Dataset records:
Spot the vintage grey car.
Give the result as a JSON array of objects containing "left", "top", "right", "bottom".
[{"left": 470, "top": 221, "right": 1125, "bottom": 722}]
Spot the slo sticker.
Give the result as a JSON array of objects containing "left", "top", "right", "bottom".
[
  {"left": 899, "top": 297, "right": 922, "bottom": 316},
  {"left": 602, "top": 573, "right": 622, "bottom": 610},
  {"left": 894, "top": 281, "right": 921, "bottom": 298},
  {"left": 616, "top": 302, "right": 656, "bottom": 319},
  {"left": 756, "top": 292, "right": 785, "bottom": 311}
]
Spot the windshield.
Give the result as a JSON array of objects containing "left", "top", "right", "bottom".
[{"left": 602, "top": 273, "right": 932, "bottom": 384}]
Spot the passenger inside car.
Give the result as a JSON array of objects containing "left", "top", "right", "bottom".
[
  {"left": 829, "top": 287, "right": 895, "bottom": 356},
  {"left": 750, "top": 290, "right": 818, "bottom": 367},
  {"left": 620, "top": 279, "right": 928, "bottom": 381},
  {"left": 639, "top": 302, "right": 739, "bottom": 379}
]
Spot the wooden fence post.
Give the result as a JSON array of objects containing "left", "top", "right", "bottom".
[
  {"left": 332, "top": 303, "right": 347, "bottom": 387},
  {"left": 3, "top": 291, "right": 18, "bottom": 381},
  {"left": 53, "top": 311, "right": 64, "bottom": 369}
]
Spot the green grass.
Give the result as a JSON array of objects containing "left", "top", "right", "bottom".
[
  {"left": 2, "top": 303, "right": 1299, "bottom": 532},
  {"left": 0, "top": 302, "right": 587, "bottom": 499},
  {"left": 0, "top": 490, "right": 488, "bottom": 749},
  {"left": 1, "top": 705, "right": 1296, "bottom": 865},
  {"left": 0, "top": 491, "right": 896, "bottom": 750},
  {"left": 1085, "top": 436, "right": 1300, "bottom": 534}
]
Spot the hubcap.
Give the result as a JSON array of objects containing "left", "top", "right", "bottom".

Aim of the task:
The full set of entries should be copied out exactly as given.

Result for this exercise:
Spot the vintage grey car.
Give the result as a JSON array of objects containing "left", "top", "right", "bottom".
[{"left": 470, "top": 221, "right": 1125, "bottom": 722}]
Spot the slo sticker.
Give the result as a JSON array of objects containing "left", "top", "right", "bottom".
[
  {"left": 899, "top": 297, "right": 922, "bottom": 316},
  {"left": 602, "top": 573, "right": 622, "bottom": 610},
  {"left": 894, "top": 281, "right": 921, "bottom": 298},
  {"left": 616, "top": 302, "right": 656, "bottom": 319},
  {"left": 756, "top": 292, "right": 785, "bottom": 311}
]
Spot the windshield.
Give the result as a JSON array of objects containing "left", "top", "right", "bottom".
[{"left": 602, "top": 273, "right": 932, "bottom": 384}]
Spot the passenger inside car.
Give the result as a JSON array of objects containing "left", "top", "right", "bottom".
[
  {"left": 829, "top": 287, "right": 895, "bottom": 356},
  {"left": 750, "top": 290, "right": 818, "bottom": 367},
  {"left": 620, "top": 279, "right": 928, "bottom": 381},
  {"left": 639, "top": 302, "right": 739, "bottom": 379}
]
Spot the wooden fence post.
Give the result as a JSON array of objects containing "left", "top", "right", "bottom".
[
  {"left": 332, "top": 303, "right": 347, "bottom": 387},
  {"left": 3, "top": 291, "right": 18, "bottom": 381},
  {"left": 53, "top": 311, "right": 64, "bottom": 369}
]
Spot the green grass.
Give the result as a JSON array of objects containing "left", "top", "right", "bottom".
[
  {"left": 2, "top": 303, "right": 1299, "bottom": 532},
  {"left": 0, "top": 302, "right": 587, "bottom": 499},
  {"left": 0, "top": 490, "right": 488, "bottom": 749},
  {"left": 1, "top": 705, "right": 1296, "bottom": 865},
  {"left": 0, "top": 491, "right": 896, "bottom": 750},
  {"left": 1085, "top": 436, "right": 1300, "bottom": 534}
]
Spot the hubcap.
Give the result as a JSON array of objects containing "left", "top", "right", "bottom".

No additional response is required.